GIVEN TASK
From the galaxy mass derivation below, set down verbatim the passage between "a) What is M(<r)" and "this total mass.", inclusive.

Blog #7: WS3.1, #6

6. Now consider a spherically symmetric galaxy with a density profile: 
\[\rho (r) = \frac{C}{4\pi r^2(r+a)^2}\] where a and C are constants. 
a) What is M(<r) for this galaxy in terms of C and a? 

The mass would be the integral of the density function to the appropriate radius, so \(M(<r) = \int_{0}^{r} \rho (r')dV\)
\(dV = 4\pi r'^2 dr'\) because you're integrating over a spherical volume.
\(M(<r) = \int_{0}^{r} \frac{C}{4\pi r'^2(r'+a)^2}4\pi r'^2dr'\)
\(M(<r) = \int_{0}^{r} \frac{C}{(r'+a)^2}dr'\)
\(M(<r) = \int_{0}^{r} C(r'+a)^{-2}\)
\(M(<r) = \frac{-C}{r'+a}]_{0}^{r}\)
After plugging in the upper and lower limits for r', his simplifies to \(\frac{Cr}{a(r+a)}\).

b) The total mass of the system is the limit of M(<r) as \(\rightarrow \infty\); calculate this total mass. 

\(\lim_{x\rightarrow\infty}\frac{Cr}{a(r+a)}\)
As r approaches infinity, it will become much larger than a, so (r+a) can therefore be approximated as simply r; this allows simplification to the solution \(\frac{C}{a}\).

c) If we write the total mass as \(M_{tot}\), rewrite M(<r) and \(\rho (r)\) to eliminate C in favor of \(M_{tot}\).

COLLECTED MATERIAL
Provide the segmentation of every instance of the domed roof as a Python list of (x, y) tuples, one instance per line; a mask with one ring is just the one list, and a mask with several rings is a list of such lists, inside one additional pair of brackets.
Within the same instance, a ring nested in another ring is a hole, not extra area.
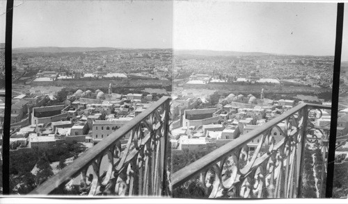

RESPONSE TO THE TASK
a) What is M(<r) for this galaxy in terms of C and a? 

The mass would be the integral of the density function to the appropriate radius, so \(M(<r) = \int_{0}^{r} \rho (r')dV\)
\(dV = 4\pi r'^2 dr'\) because you're integrating over a spherical volume.
\(M(<r) = \int_{0}^{r} \frac{C}{4\pi r'^2(r'+a)^2}4\pi r'^2dr'\)
\(M(<r) = \int_{0}^{r} \frac{C}{(r'+a)^2}dr'\)
\(M(<r) = \int_{0}^{r} C(r'+a)^{-2}\)
\(M(<r) = \frac{-C}{r'+a}]_{0}^{r}\)
After plugging in the upper and lower limits for r', his simplifies to \(\frac{Cr}{a(r+a)}\).

b) The total mass of the system is the limit of M(<r) as \(\rightarrow \infty\); calculate this total mass.